>> START DOCUMENT EXTRACT

DataScience AMJ Road Map


1. Use Case: Profanity Filter


Problem: Detect profanity words and flag such Content.

RoadMap:

  1. Feasibility Track (effort: one week)
    1. review existing methods: look-up based and model-based
    2. create positive and negative test data
      1. seed test data from public data sets: cmu, kaggle and other sources, word list, word list
      2. create own test data
    3. run profanity, and better_profanity, profanity_check
    4. ensemble them
    5. evaluate the performance on individual and ensemble approaches on test data
    6. design document
  2. Production Track (effort: one week)
    1. Design Review and Documentation (telemetry, and data models for capturing feedback)
    2. Write test cases for positive and negative examples 
    3. Add profanity flagging tag to existing Auto Tagging Module
    4. And possibly write an "alert event" if a profanity tag turn positive

Rest of the flow is same as Productionizing Auto Tagging

Task Dependency Graph

1 → 2

(1a | 1b) → 1c → 1d → 1d → 1e → 1f 

2a → 2b → 2c → 2d

External Dependencies

  1. DS VM 

DS Resources:

  1. Tech Manager 
  2. One DS developer  (can be split between two)
  3. Solution Manager: Mohit

TBD: Align it with AMJ Sprint Cycles

2. Use Case: Content Reuse


Problem: Story

RoadMap:

Experiment Track

  1. Data Sourcing (effort: one week)
    1. Pick Maths, NCERT Grade 10 Textbook (which is the basis for NCF or NCERT framework in the platform), convert it to JSON data using
      1. Google ocr-uri
      2. pypdf2
    2. Filter and prepare MVC test data
  2. Taxonomy Enrichment (effort: one week)
    1. Extract reference Taxonomy
    2. Take the reference framework and map the taxonomy pointers to the corresponding section in the digital twin of the textbook
  3. Index this data in ES (effort: one week)
    1. Index enriched taxonomy
    2. Get the pointer text object, given taxonomy pointer, 
    3. Write ES Query 
  4. Test and Iterate (two weeks)
    1. retrieval performance, and benchmark against baseline (existing) and iterate
  5. If performance is acceptable
    1. Design Review
    2. Prod Roadmapping

Task Dependency Graph

(1a | 1b) → 2 → 3 → 4 → 5 


External Dependencies

  1. DS VM


DS Resources:

  1. Tech Manager
  2. Two DS developers
  3. Solution Manager: Mohit

TBD: Align it with AMJ Sprint Cycles


3. (Potential) Use Case: EQB Curation Smart Tagging


Context: Context and Architecture

Problem: Figure out a way to assert quality of the question bank, and use those Quality tags to rank the questions

Experiment Track: 

  1. Manual Rules
    1. Check if Marking Schema (meant for a teacher) can be graduated to an Answer (that can be shown to a student)
  2. Learn Model based Rules (variable depending on scope)
    1. NLP + Image Processing to detect if a question/answer has special symbols like
      1. polynomial
      2. matrix
      3. shapes ...
  3. Load Rules (effort: 2 days)
    1. Code/Load the rules/models
  4. Apply the Rubrics and Summarize the results (effort: 2 days)
  5. Populate this data back to Google Sheets (as a means of sharing data with EQB team)

>> END DOCUMENT EXTRACT
>> START ROWS

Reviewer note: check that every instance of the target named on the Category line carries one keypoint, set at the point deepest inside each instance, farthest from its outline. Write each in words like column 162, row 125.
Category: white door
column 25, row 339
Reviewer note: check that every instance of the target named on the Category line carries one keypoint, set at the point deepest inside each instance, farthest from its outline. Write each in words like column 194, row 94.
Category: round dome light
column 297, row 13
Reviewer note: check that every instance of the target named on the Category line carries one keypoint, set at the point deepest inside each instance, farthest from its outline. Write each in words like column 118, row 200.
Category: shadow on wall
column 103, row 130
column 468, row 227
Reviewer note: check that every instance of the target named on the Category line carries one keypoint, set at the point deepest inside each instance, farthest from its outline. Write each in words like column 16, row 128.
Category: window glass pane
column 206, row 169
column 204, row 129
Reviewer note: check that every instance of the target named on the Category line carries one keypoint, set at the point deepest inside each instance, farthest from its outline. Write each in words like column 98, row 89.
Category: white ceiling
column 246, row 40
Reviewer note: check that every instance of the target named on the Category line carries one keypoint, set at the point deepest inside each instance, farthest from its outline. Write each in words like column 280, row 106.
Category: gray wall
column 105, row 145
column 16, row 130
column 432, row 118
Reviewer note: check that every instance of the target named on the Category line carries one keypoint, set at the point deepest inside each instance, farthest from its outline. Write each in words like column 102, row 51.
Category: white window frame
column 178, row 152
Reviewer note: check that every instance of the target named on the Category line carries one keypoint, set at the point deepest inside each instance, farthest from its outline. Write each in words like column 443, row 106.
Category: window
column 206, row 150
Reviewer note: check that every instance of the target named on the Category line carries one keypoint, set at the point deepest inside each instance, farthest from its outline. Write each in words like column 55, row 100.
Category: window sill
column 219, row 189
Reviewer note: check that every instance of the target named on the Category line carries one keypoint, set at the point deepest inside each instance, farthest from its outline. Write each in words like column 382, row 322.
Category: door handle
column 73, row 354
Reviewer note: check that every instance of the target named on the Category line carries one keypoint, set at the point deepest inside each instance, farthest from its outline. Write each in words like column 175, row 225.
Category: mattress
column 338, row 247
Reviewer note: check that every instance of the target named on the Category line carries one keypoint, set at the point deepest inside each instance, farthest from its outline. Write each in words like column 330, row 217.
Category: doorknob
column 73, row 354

>> END ROWS

• TASKS TO COMPLETE
1. Check (a), (b) and (c) against the road map. Answer yes or no for each, and quote the words of the road map that decide it. (a) The profanity filter's Feasibility Track is estimated to take one week. (b) The Content Reuse use case assigns one DS developer. (c) The Load Rules step of the EQB Curation Smart Tagging use case is estimated to take one week.
2. Copy word for word the part of the road map starting with "2. Learn Model" and going on through "with EQB team)".

• SET OF ANSWERS
1.
(a) Yes: "Feasibility Track (effort: one week)"
(b) No: "Two DS developers"
(c) No: "Load Rules (effort: 2 days)"

2.
2. Learn Model based Rules (variable depending on scope)
    1. NLP + Image Processing to detect if a question/answer has special symbols like
      1. polynomial
      2. matrix
      3. shapes ...
  3. Load Rules (effort: 2 days)
    1. Code/Load the rules/models
  4. Apply the Rubrics and Summarize the results (effort: 2 days)
  5. Populate this data back to Google Sheets (as a means of sharing data with EQB team)